**The task:**
Every entry in the data that follows should come back exactly, pictures aside.

_ _ _ _ _

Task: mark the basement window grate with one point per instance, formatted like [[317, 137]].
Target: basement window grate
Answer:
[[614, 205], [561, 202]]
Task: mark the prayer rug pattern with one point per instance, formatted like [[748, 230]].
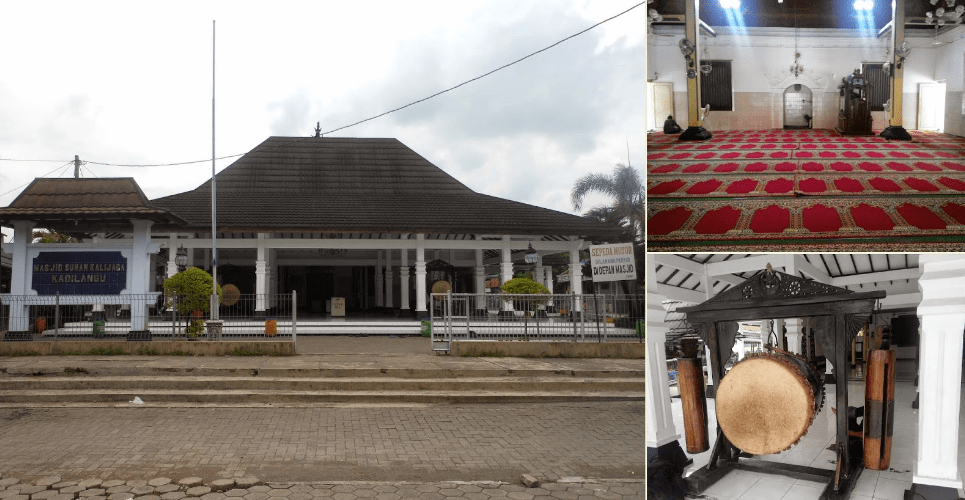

_ _ _ _ _

**Response area:**
Task: mark the basement window grate with one point per instance, formatted like [[317, 137]].
Target: basement window grate
Answer:
[[614, 205], [561, 202]]
Task: mark the prayer rug pattern with one point per instance, formatted like [[748, 230]].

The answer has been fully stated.